Restate word for word the line containing "of the painting" and all remaining lines of the entries below.

BEGIN MATERIAL TO PROCESS

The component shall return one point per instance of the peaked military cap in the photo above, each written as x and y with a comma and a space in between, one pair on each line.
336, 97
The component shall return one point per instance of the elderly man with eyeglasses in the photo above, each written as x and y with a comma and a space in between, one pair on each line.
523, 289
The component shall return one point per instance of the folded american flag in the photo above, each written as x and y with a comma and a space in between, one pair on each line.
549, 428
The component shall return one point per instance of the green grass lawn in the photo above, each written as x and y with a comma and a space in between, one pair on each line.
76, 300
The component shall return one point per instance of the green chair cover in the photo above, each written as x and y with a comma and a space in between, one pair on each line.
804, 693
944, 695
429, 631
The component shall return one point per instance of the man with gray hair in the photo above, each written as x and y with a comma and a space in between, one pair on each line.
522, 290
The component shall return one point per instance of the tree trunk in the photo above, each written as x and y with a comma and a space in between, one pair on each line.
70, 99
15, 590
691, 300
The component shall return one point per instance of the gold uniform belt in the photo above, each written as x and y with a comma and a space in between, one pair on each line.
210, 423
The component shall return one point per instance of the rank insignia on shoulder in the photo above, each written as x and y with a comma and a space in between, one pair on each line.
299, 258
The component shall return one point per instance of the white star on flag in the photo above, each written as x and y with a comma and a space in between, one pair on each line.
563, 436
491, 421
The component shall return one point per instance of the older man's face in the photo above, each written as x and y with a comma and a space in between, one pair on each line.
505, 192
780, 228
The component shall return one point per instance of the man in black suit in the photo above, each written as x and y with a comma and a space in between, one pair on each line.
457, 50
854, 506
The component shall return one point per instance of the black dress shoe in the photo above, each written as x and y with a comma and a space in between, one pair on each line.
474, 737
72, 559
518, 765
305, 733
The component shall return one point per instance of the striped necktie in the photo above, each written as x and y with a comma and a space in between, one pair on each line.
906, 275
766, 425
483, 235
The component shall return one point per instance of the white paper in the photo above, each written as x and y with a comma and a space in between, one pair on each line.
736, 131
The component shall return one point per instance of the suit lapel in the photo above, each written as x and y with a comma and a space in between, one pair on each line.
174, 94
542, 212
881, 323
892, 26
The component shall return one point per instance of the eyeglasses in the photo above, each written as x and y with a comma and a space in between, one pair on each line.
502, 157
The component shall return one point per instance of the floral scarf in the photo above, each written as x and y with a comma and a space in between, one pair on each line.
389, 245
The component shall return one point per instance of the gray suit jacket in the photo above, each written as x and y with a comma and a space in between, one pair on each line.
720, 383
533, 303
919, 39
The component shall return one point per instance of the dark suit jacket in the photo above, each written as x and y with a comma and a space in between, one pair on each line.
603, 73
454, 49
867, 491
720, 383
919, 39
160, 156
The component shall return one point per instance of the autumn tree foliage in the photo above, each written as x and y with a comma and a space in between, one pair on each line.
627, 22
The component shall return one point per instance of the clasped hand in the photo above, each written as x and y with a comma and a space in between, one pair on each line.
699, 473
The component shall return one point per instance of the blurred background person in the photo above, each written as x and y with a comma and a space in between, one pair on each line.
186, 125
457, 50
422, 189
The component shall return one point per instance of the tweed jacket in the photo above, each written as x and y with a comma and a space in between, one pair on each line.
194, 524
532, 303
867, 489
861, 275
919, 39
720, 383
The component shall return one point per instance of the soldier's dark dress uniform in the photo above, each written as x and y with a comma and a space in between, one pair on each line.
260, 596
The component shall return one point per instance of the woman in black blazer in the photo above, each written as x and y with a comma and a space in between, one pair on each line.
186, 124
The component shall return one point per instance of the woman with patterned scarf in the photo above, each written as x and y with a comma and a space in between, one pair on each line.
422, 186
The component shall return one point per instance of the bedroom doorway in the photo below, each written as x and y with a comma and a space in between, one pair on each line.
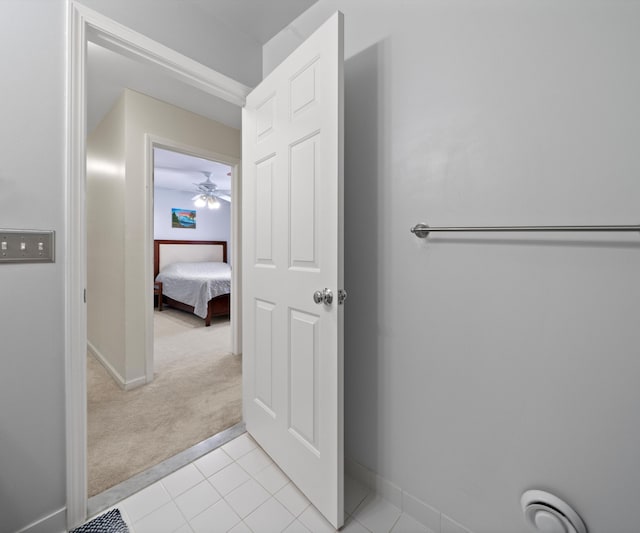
155, 144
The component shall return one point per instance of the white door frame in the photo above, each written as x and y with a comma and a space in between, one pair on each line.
154, 141
84, 25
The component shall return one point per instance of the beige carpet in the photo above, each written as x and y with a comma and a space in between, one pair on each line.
196, 393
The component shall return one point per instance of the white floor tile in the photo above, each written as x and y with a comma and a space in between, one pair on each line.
317, 523
270, 517
354, 494
219, 518
247, 497
377, 514
353, 526
197, 499
182, 480
184, 529
406, 524
240, 446
144, 502
254, 461
292, 499
229, 478
213, 462
297, 527
166, 519
271, 478
240, 528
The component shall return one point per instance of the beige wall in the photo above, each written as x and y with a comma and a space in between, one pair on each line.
145, 116
106, 180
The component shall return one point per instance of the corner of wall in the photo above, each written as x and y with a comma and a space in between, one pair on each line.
430, 517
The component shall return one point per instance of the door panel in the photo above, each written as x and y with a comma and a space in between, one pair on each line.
292, 247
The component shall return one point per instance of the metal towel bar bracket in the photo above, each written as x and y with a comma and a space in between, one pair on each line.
422, 230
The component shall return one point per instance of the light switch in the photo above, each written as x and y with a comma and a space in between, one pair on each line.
26, 246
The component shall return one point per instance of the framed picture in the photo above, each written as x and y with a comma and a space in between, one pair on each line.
183, 218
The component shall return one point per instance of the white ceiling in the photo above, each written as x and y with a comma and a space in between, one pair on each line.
173, 170
258, 19
108, 73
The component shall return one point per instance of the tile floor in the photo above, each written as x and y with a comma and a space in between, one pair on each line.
237, 488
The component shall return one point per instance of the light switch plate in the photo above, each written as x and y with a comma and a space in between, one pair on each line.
27, 246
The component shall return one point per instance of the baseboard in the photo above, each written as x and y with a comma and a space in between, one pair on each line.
122, 383
56, 522
430, 517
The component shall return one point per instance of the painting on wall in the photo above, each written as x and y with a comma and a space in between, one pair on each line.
183, 218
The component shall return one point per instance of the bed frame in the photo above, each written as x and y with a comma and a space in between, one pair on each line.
169, 251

END MATERIAL TO PROCESS

RESULT OF THIS EXERCISE >>
The component shall return one point per instance of the painting on wall in the photo above, each written as x and y with a comma and a space in between, one pair on each line.
183, 218
The component shall return one point per instance of the bed frame in the photo above, each written as x and y with a comma and a space in between, one pair on each line.
169, 251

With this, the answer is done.